__WORK TO BE COMPLETED__
Copy out each line of the listing below that contains the word "bowl".

══ MATERIAL SHOWN

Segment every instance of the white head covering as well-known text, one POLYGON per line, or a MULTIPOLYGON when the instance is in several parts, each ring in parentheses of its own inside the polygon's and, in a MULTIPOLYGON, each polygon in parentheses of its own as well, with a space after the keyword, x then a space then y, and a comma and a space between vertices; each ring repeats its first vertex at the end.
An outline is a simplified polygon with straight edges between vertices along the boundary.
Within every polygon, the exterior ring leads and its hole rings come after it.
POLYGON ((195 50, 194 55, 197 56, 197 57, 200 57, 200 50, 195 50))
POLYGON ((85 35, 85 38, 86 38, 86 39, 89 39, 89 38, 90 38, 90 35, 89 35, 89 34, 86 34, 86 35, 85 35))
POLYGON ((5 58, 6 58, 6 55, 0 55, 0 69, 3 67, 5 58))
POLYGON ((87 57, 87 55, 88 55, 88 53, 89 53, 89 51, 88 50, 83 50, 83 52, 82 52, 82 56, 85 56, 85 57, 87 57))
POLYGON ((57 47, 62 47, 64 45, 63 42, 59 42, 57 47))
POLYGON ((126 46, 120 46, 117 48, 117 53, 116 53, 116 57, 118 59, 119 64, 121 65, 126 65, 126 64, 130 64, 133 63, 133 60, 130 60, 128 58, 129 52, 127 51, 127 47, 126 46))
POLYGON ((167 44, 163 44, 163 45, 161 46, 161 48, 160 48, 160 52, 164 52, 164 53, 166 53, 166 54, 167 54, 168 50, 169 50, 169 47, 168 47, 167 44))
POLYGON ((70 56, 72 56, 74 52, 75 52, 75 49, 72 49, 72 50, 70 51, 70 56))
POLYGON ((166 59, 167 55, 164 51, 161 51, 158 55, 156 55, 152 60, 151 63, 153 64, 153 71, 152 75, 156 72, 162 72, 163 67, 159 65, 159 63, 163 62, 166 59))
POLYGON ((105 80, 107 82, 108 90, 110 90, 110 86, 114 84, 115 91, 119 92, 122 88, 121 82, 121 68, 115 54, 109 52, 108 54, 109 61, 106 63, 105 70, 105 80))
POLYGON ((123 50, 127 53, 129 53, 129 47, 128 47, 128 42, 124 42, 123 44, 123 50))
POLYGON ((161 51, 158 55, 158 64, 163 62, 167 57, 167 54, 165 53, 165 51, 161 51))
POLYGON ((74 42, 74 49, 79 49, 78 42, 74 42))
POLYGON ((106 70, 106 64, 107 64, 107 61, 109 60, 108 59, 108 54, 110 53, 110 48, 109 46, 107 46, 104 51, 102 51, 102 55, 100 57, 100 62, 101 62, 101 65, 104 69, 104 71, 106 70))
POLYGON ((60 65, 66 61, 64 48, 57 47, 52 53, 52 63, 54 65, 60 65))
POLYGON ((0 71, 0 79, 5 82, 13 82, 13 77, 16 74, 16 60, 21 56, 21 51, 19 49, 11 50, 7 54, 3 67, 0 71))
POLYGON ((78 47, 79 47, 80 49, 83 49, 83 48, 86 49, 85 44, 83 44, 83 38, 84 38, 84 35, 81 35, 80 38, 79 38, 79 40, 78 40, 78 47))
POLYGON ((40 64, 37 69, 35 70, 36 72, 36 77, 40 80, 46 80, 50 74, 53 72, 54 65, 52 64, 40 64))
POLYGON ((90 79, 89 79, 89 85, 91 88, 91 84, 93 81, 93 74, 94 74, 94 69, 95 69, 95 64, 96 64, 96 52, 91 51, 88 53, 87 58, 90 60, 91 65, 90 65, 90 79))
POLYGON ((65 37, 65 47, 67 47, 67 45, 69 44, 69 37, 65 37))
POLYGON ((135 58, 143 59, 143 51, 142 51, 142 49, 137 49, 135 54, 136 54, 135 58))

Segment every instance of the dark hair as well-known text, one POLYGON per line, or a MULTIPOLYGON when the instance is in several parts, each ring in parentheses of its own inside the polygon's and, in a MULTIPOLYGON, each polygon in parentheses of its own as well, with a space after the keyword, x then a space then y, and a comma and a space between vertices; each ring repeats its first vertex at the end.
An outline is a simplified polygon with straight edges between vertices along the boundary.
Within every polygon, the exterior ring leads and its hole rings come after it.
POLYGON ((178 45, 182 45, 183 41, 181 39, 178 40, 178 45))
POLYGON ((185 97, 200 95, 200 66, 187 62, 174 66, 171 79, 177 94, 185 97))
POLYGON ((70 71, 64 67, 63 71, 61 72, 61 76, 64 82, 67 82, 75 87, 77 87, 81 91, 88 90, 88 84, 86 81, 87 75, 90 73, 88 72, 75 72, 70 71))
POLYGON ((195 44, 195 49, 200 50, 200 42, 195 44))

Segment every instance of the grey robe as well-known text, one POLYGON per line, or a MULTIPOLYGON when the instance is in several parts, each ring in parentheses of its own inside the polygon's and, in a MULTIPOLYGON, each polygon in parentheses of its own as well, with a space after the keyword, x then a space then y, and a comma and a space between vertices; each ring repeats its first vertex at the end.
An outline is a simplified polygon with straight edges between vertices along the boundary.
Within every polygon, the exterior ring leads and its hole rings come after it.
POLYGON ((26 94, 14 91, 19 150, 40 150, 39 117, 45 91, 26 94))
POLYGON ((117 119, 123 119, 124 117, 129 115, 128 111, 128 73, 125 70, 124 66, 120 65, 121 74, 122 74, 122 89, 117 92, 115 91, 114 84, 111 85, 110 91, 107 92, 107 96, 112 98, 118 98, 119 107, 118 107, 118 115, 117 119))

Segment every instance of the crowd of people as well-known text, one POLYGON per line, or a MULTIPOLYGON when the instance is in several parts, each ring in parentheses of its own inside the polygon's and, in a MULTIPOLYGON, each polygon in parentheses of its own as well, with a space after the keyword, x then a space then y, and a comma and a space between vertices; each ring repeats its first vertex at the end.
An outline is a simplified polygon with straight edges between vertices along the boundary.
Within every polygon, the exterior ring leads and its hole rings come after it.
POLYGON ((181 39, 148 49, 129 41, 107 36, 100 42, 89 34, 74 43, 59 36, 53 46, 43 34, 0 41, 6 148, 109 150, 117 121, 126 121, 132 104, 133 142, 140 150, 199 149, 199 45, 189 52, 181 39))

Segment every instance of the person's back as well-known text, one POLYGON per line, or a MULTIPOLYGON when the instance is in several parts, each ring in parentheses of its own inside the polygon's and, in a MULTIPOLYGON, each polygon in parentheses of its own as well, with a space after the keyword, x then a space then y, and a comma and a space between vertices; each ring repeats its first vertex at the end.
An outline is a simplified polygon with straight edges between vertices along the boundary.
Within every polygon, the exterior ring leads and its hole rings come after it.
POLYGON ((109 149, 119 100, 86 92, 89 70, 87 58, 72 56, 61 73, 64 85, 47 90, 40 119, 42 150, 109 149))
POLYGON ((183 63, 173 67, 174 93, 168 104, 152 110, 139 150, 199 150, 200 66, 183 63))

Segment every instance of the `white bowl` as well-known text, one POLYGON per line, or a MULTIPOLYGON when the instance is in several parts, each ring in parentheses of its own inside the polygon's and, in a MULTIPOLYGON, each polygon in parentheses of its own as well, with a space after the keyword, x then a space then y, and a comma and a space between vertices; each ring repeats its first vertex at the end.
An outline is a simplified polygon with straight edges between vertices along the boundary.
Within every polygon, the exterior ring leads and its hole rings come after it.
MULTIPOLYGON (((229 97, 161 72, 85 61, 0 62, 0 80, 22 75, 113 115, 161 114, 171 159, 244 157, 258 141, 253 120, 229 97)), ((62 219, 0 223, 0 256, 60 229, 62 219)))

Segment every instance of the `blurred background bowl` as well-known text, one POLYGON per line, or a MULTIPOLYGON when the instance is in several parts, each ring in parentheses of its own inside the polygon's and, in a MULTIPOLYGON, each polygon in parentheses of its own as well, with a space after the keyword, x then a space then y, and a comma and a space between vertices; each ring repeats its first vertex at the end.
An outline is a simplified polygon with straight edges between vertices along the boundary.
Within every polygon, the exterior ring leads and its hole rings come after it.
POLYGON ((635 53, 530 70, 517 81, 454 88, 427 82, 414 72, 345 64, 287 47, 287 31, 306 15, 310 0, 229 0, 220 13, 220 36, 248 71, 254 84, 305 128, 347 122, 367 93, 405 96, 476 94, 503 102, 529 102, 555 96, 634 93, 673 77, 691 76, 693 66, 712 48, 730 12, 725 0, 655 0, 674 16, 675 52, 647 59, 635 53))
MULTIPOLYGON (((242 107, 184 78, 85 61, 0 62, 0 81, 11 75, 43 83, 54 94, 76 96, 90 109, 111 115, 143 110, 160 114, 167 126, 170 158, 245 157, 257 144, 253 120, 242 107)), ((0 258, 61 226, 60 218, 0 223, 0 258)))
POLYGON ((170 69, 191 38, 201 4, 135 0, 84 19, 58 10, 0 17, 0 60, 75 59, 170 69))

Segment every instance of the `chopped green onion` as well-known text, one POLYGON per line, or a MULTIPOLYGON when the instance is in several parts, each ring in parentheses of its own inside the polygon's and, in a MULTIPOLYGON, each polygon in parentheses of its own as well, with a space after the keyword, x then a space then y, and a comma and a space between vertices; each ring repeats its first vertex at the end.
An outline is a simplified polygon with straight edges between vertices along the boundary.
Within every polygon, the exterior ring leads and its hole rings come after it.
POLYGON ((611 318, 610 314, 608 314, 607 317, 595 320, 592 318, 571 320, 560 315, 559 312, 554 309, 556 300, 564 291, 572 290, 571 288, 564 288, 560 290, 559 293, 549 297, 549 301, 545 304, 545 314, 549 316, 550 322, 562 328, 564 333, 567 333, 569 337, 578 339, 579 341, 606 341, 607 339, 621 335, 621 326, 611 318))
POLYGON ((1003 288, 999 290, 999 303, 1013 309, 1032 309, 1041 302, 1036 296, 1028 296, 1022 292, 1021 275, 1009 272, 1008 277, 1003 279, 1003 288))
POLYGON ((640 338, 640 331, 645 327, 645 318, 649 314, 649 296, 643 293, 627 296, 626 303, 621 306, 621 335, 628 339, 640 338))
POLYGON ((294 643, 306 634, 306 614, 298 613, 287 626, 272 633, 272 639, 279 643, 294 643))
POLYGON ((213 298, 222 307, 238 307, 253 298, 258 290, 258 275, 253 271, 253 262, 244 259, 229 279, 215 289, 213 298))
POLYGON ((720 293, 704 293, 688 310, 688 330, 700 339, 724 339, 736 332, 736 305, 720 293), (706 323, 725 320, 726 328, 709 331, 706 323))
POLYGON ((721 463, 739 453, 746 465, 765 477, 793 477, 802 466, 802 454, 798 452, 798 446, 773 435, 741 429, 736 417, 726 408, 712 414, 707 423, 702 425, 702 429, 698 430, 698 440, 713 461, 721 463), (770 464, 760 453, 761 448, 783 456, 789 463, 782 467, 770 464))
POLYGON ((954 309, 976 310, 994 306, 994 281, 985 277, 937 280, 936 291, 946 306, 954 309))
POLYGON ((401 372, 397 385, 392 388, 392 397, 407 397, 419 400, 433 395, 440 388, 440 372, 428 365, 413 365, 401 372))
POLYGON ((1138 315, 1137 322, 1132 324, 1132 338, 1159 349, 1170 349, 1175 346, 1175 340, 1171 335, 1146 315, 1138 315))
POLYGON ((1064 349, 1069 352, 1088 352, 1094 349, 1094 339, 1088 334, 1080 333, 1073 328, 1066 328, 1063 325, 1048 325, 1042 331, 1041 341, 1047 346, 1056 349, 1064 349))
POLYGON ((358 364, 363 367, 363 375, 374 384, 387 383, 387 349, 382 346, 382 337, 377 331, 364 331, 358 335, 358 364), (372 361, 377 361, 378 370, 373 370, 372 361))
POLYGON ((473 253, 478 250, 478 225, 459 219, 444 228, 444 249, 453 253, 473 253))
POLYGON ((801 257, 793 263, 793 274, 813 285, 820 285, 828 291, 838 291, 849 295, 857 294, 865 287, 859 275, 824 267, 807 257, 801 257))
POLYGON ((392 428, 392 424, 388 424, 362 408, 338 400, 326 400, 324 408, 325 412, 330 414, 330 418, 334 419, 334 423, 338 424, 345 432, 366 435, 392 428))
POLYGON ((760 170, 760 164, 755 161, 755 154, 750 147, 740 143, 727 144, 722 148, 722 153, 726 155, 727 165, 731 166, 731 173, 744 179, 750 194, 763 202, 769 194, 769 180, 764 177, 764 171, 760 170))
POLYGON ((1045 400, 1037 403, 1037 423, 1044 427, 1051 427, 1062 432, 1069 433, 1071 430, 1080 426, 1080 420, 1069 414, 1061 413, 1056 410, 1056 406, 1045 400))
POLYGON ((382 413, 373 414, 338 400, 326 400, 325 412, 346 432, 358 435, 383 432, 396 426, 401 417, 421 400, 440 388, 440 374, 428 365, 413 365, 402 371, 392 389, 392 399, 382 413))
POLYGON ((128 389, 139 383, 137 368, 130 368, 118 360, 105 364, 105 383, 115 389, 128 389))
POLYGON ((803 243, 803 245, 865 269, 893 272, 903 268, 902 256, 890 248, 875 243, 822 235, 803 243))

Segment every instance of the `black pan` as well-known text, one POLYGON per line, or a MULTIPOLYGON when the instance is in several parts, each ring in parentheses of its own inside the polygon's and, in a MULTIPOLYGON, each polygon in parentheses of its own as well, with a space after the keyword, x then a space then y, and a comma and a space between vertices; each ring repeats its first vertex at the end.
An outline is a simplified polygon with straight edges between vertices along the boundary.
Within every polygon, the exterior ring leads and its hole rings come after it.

════

__RESPONSE TO THE TASK__
Segment every instance of the `white bowl` as well-known text, one POLYGON per line, or a MULTIPOLYGON when the instance is in several parts, each ring in parentheses of its own inside the polygon's and, in a MULTIPOLYGON, each polygon in parentheses of its own as well, with a space after the keyword, x then a space then y, and a comma and a space between vertices; each ring repeats its first vertex at the end.
Segment every instance of the `blurred background bowl` as well-known text, one POLYGON per line, or a MULTIPOLYGON when the instance is in several parts, each ring in parentheses of its own inside the polygon's and, in a MULTIPOLYGON, each polygon in parentheses of its own as well, with a space after the keyword, x then a space then y, and a comma and a space between vertices; each ring repeats its first vertex at the end.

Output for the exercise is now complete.